Com apenas uma passagem na mão, um morador do Recreio chegará ao Centro da cidade. Primeiro, embarcará num corredor exclusivo de ônibus, o Bus Rapid Transit (BRTs). Depois, sem trocar de passagem, usará o metrô. O mesmo se passará com moradores da Tijuca ou de Copacabana. Através da integração entre diferentes meios de transporte, poderá se chegar a qualquer lugar da cidade, não importando a distância. Os ônibus terão uma proposta diferente. Oferecerão amenidades, como TV, e darão suporte a BRTs, metrô e trens, em trajetos curtos. Hoje, em meio ao caos nos transportes em que o Rio está mergulhado, é bem difícil acreditar que tudo isso se tornará realidade a tempo de beneficiar as Olimpíadas. Mas especialistas em transporte público e autoridades consideram plenamente viável.
O futuro sonhado é o da integração. Os envolvidos com a tarefa de planejar o transporte público dos próximos anos usam o termo “metronização” para tentar explicar o que deve acontecer com a cidade.
— Todos os ônibus se ligarão aos BRTs e às linhas de metrô. As linhas serão reordenadas. Toda estação será adaptada para receber o processo de integração — promete o presidente executivo da Federação das Empresas de Transporte de Passageiros do Estado do Rio (Fetranspor), Lélis Teixeira.

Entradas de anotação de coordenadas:
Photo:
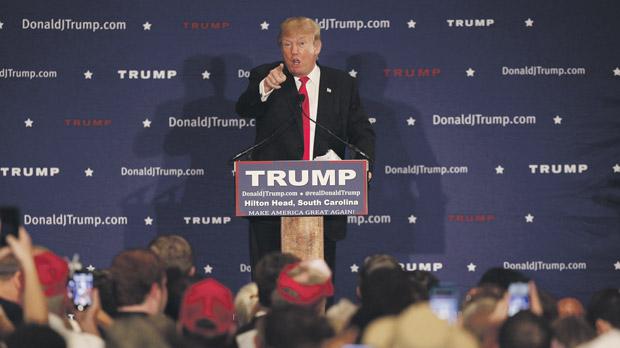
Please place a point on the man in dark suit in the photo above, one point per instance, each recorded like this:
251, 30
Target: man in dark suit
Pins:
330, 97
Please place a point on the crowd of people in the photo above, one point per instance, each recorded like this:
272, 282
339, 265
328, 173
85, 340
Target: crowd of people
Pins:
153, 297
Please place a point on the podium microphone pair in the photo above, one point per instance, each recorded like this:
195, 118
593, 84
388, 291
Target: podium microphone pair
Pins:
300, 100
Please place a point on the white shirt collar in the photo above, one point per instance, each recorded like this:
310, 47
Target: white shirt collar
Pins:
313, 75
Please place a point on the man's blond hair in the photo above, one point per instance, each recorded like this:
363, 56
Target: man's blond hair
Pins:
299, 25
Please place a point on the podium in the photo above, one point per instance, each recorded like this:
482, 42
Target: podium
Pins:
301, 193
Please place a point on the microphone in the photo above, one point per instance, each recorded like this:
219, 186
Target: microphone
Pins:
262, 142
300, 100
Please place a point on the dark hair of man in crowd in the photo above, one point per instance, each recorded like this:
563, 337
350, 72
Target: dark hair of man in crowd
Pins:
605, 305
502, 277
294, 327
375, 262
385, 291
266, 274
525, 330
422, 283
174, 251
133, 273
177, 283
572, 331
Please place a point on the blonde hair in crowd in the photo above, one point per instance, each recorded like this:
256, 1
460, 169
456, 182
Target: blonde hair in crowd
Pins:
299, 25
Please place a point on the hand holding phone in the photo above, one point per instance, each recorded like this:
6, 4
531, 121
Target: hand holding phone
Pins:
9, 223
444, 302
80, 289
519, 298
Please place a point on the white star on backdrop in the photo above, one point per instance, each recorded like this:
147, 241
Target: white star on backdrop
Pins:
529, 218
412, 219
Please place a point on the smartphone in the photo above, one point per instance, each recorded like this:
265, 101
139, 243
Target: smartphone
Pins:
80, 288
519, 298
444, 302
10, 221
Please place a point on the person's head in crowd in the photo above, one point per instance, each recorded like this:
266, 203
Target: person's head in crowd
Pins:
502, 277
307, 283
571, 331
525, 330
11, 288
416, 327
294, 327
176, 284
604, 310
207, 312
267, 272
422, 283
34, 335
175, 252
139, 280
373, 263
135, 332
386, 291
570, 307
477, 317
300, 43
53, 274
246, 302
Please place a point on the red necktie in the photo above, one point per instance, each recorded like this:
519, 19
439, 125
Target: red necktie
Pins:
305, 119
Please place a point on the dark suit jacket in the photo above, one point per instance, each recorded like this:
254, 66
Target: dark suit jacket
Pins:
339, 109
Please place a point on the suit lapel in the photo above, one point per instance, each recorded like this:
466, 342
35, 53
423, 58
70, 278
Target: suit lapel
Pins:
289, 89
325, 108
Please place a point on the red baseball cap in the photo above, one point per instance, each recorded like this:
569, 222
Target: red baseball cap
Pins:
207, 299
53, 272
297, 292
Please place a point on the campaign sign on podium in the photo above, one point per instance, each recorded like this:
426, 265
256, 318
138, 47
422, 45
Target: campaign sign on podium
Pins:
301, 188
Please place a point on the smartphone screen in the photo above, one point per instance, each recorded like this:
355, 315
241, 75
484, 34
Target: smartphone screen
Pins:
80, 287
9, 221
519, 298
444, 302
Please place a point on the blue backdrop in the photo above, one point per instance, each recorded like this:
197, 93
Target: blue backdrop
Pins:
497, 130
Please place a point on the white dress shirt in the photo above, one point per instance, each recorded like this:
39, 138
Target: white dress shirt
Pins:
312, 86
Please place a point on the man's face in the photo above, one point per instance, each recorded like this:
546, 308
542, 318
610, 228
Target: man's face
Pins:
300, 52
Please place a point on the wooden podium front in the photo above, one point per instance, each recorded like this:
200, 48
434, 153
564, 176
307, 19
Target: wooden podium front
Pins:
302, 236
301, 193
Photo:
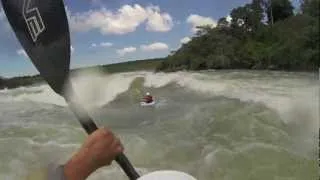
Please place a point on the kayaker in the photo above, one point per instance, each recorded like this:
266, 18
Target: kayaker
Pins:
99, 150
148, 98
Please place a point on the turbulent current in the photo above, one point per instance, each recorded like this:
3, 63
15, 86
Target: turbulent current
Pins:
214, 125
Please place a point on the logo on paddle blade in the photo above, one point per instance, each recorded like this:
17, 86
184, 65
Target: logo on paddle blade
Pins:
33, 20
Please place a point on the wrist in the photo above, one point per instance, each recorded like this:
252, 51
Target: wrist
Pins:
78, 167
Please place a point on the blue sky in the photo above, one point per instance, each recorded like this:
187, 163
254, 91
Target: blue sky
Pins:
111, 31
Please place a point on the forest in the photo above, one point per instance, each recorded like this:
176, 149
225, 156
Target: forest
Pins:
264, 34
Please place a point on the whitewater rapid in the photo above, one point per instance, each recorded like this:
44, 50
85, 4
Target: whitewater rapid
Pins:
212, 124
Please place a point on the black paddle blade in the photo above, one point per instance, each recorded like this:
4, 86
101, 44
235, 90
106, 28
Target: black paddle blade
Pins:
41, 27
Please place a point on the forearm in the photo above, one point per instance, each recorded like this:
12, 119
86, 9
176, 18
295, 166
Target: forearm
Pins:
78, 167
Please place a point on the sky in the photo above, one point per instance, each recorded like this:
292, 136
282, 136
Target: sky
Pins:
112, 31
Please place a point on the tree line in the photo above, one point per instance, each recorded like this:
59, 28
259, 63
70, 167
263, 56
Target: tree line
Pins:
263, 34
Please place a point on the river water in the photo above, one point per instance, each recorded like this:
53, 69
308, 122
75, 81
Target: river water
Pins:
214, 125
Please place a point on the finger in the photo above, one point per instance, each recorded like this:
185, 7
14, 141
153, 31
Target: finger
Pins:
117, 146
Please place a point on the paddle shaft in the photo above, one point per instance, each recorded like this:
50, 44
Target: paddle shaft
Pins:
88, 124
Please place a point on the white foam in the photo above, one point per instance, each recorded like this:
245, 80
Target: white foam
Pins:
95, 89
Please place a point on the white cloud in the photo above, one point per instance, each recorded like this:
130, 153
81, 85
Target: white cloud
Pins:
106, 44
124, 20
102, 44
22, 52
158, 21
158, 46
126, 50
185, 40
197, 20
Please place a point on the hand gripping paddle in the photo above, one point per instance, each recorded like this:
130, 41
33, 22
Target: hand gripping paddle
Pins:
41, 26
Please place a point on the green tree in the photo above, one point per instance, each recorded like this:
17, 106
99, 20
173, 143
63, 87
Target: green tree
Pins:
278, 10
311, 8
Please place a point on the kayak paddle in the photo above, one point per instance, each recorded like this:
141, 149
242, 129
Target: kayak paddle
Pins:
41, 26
==
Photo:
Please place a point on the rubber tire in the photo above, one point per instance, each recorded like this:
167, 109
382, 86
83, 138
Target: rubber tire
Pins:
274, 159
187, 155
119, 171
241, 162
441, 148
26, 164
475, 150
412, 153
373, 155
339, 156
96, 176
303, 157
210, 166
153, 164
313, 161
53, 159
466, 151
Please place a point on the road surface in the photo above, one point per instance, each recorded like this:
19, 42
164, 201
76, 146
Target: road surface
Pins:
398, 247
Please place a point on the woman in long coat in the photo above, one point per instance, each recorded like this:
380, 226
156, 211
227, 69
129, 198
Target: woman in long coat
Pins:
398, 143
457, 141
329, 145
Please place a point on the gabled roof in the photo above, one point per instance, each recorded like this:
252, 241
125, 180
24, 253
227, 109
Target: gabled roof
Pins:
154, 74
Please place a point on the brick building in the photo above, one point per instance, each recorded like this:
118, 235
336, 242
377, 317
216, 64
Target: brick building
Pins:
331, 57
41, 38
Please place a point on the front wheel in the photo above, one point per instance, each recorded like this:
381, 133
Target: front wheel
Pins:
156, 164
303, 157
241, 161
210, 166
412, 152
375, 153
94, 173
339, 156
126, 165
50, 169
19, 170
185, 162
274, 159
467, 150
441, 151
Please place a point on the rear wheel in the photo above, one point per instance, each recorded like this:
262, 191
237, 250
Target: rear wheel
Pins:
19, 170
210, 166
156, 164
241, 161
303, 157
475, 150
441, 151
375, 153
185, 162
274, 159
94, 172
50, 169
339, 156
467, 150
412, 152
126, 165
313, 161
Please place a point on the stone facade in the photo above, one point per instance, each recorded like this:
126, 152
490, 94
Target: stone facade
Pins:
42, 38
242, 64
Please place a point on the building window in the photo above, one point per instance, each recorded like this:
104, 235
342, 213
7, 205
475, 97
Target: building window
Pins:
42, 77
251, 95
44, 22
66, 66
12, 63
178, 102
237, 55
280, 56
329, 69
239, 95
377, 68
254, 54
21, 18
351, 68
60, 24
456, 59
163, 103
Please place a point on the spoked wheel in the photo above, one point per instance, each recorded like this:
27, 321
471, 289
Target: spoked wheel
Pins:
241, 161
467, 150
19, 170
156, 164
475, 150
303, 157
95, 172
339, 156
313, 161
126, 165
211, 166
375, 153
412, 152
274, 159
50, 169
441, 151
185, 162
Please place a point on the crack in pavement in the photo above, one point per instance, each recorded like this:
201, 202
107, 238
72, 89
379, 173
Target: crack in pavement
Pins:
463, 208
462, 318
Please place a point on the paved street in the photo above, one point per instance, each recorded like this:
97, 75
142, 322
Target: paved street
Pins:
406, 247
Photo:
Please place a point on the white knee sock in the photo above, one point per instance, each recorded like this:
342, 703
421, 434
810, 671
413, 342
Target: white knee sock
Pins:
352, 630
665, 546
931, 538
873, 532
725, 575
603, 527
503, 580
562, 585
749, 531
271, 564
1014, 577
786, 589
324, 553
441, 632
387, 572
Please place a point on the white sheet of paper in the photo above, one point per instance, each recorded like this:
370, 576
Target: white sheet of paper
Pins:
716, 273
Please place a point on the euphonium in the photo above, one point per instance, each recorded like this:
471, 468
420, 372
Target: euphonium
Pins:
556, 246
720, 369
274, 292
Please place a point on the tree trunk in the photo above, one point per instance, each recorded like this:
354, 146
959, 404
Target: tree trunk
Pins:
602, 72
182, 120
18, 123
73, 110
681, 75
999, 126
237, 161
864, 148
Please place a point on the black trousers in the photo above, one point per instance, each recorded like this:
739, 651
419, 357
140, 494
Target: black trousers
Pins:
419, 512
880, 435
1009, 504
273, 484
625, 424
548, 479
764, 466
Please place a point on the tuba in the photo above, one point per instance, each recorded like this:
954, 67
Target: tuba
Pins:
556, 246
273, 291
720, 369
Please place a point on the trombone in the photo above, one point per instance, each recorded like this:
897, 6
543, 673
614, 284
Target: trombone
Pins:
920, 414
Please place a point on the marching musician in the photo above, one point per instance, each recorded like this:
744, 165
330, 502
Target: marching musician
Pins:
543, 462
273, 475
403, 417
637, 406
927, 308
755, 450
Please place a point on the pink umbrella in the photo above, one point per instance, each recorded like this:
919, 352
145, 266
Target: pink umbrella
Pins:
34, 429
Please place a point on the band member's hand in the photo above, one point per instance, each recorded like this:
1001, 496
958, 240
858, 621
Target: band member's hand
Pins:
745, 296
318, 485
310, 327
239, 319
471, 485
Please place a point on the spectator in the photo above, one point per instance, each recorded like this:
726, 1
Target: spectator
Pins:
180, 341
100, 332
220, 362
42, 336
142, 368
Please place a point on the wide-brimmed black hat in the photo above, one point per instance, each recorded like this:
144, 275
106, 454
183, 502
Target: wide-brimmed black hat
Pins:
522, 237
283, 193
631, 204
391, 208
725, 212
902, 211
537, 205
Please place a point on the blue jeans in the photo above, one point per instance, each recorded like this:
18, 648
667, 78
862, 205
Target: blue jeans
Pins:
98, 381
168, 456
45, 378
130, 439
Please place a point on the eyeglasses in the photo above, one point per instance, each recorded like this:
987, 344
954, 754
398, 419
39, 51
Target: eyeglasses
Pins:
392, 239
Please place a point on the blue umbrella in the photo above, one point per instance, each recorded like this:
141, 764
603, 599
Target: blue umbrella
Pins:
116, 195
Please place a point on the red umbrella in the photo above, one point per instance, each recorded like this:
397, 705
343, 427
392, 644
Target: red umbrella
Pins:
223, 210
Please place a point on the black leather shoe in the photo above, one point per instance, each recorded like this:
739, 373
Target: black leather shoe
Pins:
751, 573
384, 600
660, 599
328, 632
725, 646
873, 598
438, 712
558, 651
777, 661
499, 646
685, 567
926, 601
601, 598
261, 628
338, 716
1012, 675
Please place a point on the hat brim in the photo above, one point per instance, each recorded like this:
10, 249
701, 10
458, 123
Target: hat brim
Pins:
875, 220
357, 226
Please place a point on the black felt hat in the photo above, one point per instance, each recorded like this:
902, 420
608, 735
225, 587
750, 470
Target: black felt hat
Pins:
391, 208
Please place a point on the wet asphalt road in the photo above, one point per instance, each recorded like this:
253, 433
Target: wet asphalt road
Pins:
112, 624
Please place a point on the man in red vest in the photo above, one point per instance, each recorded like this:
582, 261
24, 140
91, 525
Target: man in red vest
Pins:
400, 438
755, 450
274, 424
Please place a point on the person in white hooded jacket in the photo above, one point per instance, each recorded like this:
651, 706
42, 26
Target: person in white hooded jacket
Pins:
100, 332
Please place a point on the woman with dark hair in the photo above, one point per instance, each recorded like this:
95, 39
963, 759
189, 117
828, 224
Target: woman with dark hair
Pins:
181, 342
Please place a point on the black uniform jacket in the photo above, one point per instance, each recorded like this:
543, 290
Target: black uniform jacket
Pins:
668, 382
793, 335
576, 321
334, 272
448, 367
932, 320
...
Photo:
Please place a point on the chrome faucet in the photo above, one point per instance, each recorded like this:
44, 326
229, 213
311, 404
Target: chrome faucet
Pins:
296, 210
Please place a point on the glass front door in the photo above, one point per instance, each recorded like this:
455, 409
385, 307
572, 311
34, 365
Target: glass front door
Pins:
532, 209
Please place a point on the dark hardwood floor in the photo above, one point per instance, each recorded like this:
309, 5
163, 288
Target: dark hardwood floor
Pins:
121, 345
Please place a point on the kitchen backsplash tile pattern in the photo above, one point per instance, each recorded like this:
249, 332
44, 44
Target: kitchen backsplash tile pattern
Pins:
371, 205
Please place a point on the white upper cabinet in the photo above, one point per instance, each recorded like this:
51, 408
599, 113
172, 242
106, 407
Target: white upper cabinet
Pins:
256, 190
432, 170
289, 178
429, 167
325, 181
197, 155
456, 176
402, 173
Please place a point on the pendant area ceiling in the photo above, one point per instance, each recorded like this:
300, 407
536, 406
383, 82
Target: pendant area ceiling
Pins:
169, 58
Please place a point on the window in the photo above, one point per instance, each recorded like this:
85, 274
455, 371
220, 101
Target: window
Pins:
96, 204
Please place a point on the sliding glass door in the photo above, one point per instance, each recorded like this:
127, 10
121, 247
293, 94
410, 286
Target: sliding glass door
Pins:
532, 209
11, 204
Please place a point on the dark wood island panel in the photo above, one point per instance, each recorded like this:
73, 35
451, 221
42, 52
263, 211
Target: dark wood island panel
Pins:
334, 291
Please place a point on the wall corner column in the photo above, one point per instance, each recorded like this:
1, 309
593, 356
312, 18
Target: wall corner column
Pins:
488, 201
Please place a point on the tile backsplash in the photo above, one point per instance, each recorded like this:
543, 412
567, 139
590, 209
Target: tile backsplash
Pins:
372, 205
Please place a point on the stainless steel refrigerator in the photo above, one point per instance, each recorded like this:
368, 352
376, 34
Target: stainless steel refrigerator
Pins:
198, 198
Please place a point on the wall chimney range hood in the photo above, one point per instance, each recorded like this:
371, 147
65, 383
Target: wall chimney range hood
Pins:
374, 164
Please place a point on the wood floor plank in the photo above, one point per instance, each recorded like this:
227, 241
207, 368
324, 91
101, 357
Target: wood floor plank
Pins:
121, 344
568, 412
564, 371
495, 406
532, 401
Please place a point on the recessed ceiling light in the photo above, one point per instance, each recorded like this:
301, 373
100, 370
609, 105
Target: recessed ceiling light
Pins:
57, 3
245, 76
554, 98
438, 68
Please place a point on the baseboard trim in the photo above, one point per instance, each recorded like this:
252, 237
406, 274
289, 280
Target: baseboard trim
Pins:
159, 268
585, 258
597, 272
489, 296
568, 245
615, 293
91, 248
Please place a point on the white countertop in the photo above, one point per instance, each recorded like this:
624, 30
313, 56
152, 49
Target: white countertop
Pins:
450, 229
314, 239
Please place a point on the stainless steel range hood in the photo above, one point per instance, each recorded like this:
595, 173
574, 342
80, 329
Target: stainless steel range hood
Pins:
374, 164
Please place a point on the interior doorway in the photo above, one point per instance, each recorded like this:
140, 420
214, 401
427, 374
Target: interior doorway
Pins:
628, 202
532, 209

TAREFAS A REALIZAR:
1 – Reescreva o trecho do texto sobre o transporte no Rio que começa nas palavras "O futuro sonhado" e termina depois de "com a cidade.", trocando "planejar" por "organizar".
2 – Liste cada linha dos registros em que aparece a palavra "road".

SOLUÇÕES EM ORDEM:
1 –
O futuro sonhado é o da integração. Os envolvidos com a tarefa de organizar o transporte público dos próximos anos usam o termo “metronização” para tentar explicar o que deve acontecer com a cidade.

2 –
Please place a point on the road surface in the photo above, one point per instance, each recorded like this:
Target: road surface
Please place a point on the wet asphalt road in the photo above, one point per instance, each recorded like this:
Target: wet asphalt road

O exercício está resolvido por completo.